### What needs to be done:
Write out the records below exactly as they appear, skipping each picture.

### Supplied material:
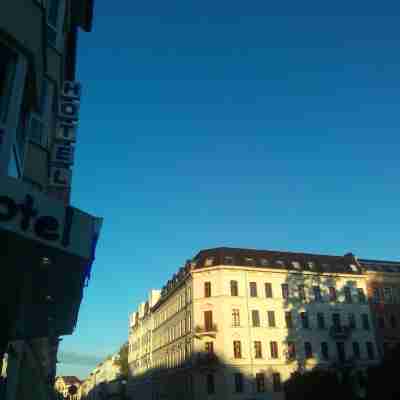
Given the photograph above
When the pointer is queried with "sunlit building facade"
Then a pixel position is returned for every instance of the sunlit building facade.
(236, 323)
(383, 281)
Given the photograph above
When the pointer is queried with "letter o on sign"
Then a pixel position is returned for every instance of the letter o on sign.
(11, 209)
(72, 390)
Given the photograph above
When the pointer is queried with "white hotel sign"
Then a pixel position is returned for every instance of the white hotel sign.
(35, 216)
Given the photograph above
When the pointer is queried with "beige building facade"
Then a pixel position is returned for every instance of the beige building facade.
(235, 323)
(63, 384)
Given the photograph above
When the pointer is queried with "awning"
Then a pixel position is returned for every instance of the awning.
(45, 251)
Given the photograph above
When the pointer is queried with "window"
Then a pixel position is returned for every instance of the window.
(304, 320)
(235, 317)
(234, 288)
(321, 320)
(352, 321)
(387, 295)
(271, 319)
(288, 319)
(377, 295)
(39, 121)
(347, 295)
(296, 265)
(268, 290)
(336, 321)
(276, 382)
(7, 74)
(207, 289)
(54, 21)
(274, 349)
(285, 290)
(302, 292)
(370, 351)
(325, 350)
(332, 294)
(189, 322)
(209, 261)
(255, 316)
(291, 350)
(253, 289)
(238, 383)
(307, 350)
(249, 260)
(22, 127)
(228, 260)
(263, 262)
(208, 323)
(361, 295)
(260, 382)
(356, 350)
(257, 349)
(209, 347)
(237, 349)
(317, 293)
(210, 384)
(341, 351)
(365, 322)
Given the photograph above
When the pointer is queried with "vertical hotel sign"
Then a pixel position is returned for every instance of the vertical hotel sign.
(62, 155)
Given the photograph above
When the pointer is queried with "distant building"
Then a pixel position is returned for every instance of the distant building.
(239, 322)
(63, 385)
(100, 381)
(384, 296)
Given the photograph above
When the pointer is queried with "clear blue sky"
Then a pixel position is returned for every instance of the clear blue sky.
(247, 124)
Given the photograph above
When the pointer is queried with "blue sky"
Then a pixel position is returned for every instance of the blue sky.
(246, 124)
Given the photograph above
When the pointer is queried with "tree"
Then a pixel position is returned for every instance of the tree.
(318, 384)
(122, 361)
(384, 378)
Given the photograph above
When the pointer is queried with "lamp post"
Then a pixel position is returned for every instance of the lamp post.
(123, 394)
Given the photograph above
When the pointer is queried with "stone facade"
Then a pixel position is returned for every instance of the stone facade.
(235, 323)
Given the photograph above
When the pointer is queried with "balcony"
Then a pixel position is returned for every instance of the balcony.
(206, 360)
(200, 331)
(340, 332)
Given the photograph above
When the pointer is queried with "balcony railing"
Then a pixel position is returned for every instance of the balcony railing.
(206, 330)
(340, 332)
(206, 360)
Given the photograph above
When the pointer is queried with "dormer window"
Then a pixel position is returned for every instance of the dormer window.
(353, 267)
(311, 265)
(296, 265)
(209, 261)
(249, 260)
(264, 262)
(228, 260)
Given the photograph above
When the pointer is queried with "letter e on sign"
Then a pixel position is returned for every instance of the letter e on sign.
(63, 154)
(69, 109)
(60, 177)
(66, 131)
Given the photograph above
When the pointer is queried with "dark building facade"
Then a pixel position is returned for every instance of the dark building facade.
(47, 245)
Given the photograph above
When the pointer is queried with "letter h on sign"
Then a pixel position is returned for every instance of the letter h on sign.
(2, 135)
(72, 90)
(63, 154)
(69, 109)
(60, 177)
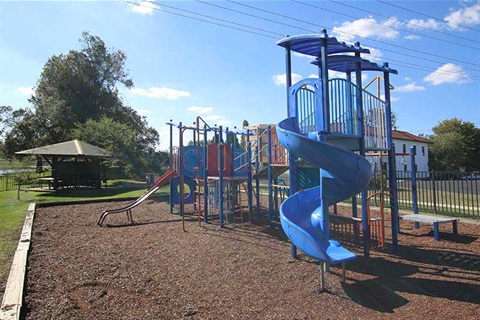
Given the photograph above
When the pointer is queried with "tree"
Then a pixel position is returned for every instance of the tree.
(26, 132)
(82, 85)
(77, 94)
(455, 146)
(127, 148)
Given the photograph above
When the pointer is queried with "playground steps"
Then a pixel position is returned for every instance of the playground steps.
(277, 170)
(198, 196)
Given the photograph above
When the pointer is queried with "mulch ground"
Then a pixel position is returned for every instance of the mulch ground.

### Response area:
Given the photograph above
When the pointer is queried with "sunlit building facade"
Then a pixel position is returned for every instance of the sunlit building facade.
(236, 323)
(383, 281)
Given the photograph above
When the pointer is queried with "letter o on sign"
Then a pixel position is returned for every instance of the letter o on sign.
(11, 209)
(72, 390)
Given the photograph above
When the pointer is queried with "white hotel sign"
Then a pixel position is returned for every instance of the white hotel sign.
(35, 216)
Given the photograph above
When the pointer is queried with "beige building facade"
Then a pixel position is returned for every instance of the beige building facade.
(235, 323)
(63, 384)
Given the photograph above
When the pointer is queried with "awning"
Then a pixel position is returned for every instance of the awning.
(45, 251)
Given the photograph above
When the pointer is queried with "window"
Then a pixel position is returned for every instance of the window.
(304, 320)
(235, 317)
(234, 288)
(321, 320)
(352, 321)
(387, 295)
(271, 319)
(288, 319)
(377, 295)
(39, 121)
(347, 295)
(296, 265)
(268, 290)
(336, 321)
(276, 382)
(7, 74)
(207, 289)
(54, 21)
(274, 349)
(285, 290)
(302, 292)
(370, 351)
(325, 350)
(332, 294)
(189, 322)
(209, 261)
(255, 316)
(291, 350)
(253, 289)
(238, 383)
(307, 350)
(249, 260)
(22, 127)
(228, 260)
(263, 262)
(208, 323)
(361, 295)
(260, 382)
(356, 350)
(257, 349)
(209, 347)
(237, 349)
(317, 293)
(210, 384)
(341, 351)
(365, 322)
Given the photograph above
When the pointer is queried with "vertical hotel sign"
Then a pixel position is returned for every instance of the vertical hotel sign.
(62, 155)
Given the photograph above
When the pointer is queried with "distant building"
Then a pixel position is returned for every instance of the distant building.
(239, 322)
(63, 385)
(100, 381)
(384, 296)
Given the photograph above
When the pointer is queried with "clear blue sky"
Then a pixel position is returned for every instance of the clear blue sky.
(247, 124)
Given the photograph above
When the pointer is queried with "blue sky"
Then a pixel position is returned for every instance of the blue sky.
(246, 124)
Given the photograph above
When the pointer is queried with "tree"
Then a pixel position is returned for every instance of the tree.
(318, 384)
(122, 361)
(384, 378)
Given the photograph above
When the pointer is queried with "lamp post"
Then a pixel position is returned for every instance of the lamp post.
(123, 394)
Given the photograph above
When the pointer is queried with "stone facade"
Then a pixel position is returned for every instance of the stone facade.
(235, 323)
Given the photograph above
When the pointer is queried with "balcony"
Then a pixel position is returned for every instance of the balcony.
(206, 360)
(200, 331)
(340, 332)
Given the photograph above
When the pointer is queried with "balcony railing"
Then a pixel position is returned for every instance of the balcony railing.
(206, 330)
(340, 332)
(206, 360)
Given the photograph above
When the pointer is queried with "dormer window"
Then a pixel position is returned for every instance of the dormer window.
(353, 267)
(311, 265)
(296, 265)
(209, 261)
(249, 260)
(264, 262)
(228, 260)
Given the photograph above
When the pointer is queried with "letter e on sign"
Then a pixel position is returned for every instance of the letter e on sign.
(63, 154)
(69, 109)
(60, 177)
(66, 131)
Given the photograph above
When the pointer is queried with "dark building facade"
Then a pixel position is returned for every instance of the dark building facade.
(47, 245)
Given the photograph above
When the pointer is queried with "letter h on sign"
Then a pixel position is returned for every instance of the letter h on sign.
(2, 135)
(72, 90)
(63, 154)
(69, 109)
(60, 177)
Given the photograph above
When the pointer is queried with "tree"
Then a pixel position is returned for every instance of the tree.
(26, 132)
(82, 85)
(77, 94)
(455, 146)
(127, 148)
Given the photograph above
When the pointer is queried with "playground steps"
Then a pixel position is returned for every instance of the playground steps.
(277, 170)
(198, 196)
Given the photograph above
When the pointer is queried with "mulch ground"
Then a pixel position is returned for every instance of the mulch ground.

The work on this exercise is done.